▶ Exercise goal
Put the part of the entries below that opens with the line containing "Final exam, question 4: Pinpoint the shadowed" and closes with the line containing "[281,111,370,161]", both lines included, into a Markdown table. Use the columns Index and Content, number each row, and leave out blank lines.

▶ Rows

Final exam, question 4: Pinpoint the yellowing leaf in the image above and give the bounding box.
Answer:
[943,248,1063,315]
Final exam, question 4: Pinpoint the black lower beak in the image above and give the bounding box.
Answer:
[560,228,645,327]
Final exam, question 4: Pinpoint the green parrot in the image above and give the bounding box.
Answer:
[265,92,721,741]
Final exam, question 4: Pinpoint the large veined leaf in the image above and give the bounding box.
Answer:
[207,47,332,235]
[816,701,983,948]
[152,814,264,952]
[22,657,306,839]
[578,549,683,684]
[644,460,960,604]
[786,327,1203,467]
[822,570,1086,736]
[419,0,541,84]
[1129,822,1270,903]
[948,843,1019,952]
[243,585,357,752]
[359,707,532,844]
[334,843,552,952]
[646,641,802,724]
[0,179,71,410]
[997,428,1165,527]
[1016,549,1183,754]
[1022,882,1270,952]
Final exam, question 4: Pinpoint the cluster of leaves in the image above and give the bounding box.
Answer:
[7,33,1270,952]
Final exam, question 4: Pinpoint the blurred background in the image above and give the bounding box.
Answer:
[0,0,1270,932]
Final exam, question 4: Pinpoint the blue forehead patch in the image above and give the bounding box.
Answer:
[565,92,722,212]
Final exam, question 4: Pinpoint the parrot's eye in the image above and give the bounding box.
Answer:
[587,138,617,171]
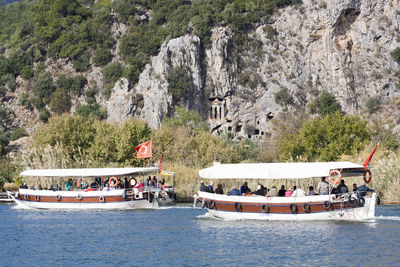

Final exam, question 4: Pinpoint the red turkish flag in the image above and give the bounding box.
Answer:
[135,140,151,159]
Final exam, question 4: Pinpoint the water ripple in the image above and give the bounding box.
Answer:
[0,205,400,267]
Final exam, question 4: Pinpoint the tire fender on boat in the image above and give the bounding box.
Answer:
[290,203,299,214]
[363,170,372,184]
[329,170,342,185]
[348,197,357,208]
[358,197,365,207]
[235,202,242,212]
[303,203,311,213]
[261,203,269,213]
[108,176,118,187]
[129,177,137,187]
[208,200,215,209]
[322,200,332,210]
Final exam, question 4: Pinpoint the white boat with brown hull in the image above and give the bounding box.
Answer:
[10,167,175,210]
[194,162,376,221]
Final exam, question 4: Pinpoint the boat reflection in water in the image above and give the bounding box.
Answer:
[194,162,376,221]
[8,167,176,210]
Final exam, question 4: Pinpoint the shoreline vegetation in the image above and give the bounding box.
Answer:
[0,108,400,204]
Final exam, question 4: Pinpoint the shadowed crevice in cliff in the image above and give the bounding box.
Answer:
[333,8,360,36]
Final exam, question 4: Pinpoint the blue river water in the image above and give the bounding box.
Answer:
[0,204,400,266]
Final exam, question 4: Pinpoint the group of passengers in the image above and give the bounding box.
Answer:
[200,177,374,197]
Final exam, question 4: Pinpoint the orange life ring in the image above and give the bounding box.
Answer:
[363,170,372,184]
[76,178,82,188]
[108,177,118,187]
[329,170,342,185]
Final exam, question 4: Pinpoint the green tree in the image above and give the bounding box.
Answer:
[0,157,17,189]
[33,72,56,104]
[32,114,96,160]
[93,48,113,66]
[281,111,370,161]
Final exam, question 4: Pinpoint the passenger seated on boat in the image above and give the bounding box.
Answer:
[215,184,224,195]
[200,181,214,193]
[85,187,94,192]
[208,181,214,193]
[254,184,265,196]
[353,184,357,193]
[103,183,110,191]
[285,186,293,197]
[292,186,306,197]
[278,185,286,197]
[240,182,251,196]
[308,185,315,196]
[267,185,278,197]
[357,182,375,197]
[317,177,329,195]
[228,187,240,196]
[336,179,349,194]
[65,179,72,191]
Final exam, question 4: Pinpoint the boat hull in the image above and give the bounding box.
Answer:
[195,192,376,221]
[12,189,166,210]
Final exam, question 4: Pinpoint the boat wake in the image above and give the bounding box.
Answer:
[374,215,400,221]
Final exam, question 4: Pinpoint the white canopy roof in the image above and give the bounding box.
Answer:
[199,162,364,179]
[20,167,159,177]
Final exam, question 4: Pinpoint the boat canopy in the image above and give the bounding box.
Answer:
[20,167,159,177]
[199,162,364,179]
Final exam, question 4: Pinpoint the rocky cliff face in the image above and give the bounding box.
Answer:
[104,0,400,138]
[8,0,400,139]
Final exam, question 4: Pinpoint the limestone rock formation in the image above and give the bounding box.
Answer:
[6,0,400,142]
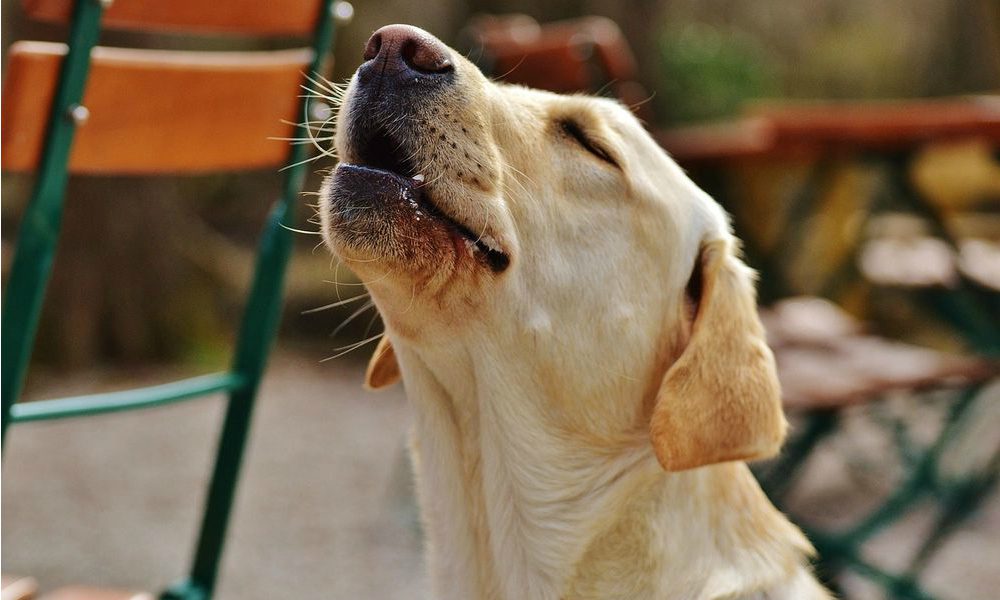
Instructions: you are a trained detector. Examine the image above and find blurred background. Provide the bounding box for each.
[0,0,1000,600]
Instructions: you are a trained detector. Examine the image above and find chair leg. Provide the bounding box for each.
[161,200,292,600]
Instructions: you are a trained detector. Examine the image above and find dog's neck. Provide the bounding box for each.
[386,332,808,599]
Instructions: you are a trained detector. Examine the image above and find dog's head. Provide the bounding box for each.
[320,25,785,470]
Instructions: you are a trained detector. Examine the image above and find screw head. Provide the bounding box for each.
[66,104,90,127]
[330,0,354,25]
[309,100,333,121]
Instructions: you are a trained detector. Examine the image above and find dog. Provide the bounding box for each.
[319,25,830,600]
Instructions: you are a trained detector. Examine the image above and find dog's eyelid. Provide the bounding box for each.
[559,119,621,169]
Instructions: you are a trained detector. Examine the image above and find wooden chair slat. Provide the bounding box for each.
[24,0,320,36]
[2,42,312,174]
[750,96,1000,150]
[39,585,153,600]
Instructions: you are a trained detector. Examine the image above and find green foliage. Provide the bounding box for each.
[657,23,779,122]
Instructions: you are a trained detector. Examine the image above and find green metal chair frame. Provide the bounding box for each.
[748,151,1000,600]
[0,0,335,600]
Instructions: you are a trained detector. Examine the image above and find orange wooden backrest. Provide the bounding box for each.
[2,41,312,174]
[24,0,320,36]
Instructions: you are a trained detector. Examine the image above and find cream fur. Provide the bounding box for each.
[320,25,829,600]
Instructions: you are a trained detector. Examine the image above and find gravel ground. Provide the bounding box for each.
[2,353,427,600]
[2,351,1000,600]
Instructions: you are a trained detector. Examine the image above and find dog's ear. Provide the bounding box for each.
[365,335,399,390]
[650,240,787,471]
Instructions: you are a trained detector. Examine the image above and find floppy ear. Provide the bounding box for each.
[650,240,787,471]
[365,335,399,390]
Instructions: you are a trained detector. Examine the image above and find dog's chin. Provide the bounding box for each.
[322,163,510,278]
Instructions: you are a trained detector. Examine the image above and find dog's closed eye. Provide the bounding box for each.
[559,119,621,169]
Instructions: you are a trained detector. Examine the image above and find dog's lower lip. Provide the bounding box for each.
[337,163,510,273]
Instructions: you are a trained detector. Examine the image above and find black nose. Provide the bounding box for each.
[362,25,455,77]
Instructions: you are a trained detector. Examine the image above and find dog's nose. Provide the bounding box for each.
[364,25,455,76]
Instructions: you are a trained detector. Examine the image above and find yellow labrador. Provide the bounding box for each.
[320,25,829,600]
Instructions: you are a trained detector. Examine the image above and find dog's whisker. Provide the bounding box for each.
[330,300,375,337]
[319,331,385,363]
[301,293,369,315]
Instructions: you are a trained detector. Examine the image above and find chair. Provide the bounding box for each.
[2,0,350,600]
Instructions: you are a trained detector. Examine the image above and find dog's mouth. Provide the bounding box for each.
[334,127,510,273]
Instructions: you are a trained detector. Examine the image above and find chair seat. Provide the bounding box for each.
[761,298,1000,409]
[39,585,154,600]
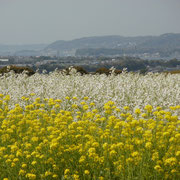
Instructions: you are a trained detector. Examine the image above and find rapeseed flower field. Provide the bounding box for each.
[0,73,180,180]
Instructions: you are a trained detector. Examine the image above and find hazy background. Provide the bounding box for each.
[0,0,180,44]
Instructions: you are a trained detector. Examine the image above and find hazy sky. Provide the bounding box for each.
[0,0,180,44]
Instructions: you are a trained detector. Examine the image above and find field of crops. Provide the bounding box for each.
[0,72,180,180]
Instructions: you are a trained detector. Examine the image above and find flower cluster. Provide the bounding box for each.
[0,95,180,180]
[0,72,180,109]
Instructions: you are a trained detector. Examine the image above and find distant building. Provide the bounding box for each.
[0,59,9,62]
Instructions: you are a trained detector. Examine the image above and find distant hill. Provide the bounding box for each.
[0,33,180,59]
[0,44,47,55]
[44,33,180,58]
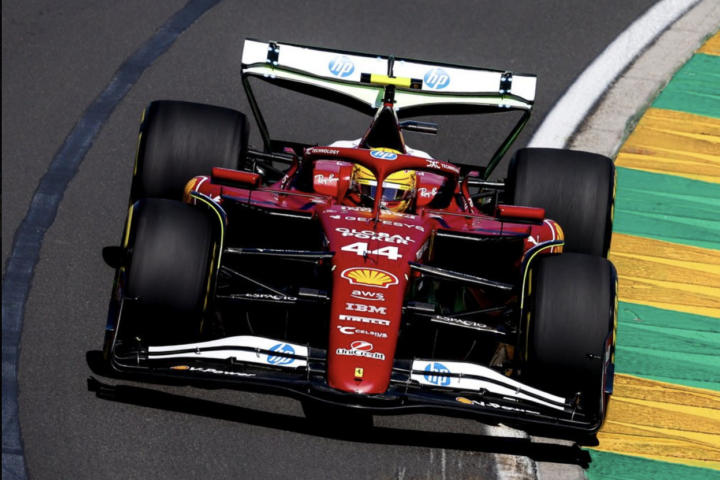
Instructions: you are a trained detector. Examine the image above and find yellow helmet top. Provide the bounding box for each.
[353,153,416,212]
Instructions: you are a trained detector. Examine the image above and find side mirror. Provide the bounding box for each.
[497,205,545,222]
[400,120,437,135]
[211,167,262,189]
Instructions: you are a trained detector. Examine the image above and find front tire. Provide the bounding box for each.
[522,253,617,412]
[126,199,218,343]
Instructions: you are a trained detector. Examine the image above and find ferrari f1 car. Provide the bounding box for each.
[104,40,617,441]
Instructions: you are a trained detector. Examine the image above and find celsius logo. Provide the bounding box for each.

▶ Answer to this exercise
| Index | Content |
|---|---|
| 1 | Final exam, question 4: Pinpoint the shadowed crevice in cliff in the image above and give the bounding box. |
| 2 | Answer: |
| 3 | [333,8,360,36] |
| 4 | Final exam, question 4: Pinpoint the blue river water in the image above and give the bounding box. |
| 5 | Answer: |
| 6 | [0,204,400,266] |
| 7 | Final exam, question 4: Pinpoint the group of passengers in the image above and give the bounding box. |
| 8 | Answer: |
| 9 | [200,177,374,197] |
| 10 | Final exam, question 4: Pinpoint the orange life ring in the image above and give the bounding box. |
| 11 | Answer: |
| 12 | [363,170,372,184] |
| 13 | [76,178,82,188] |
| 14 | [108,177,118,187] |
| 15 | [329,170,342,185] |
| 16 | Final exam, question 4: Pinpoint the green tree in the image above and give the bounding box. |
| 17 | Answer: |
| 18 | [0,157,17,189] |
| 19 | [33,72,56,104] |
| 20 | [32,114,96,160] |
| 21 | [93,48,113,66] |
| 22 | [281,111,370,161] |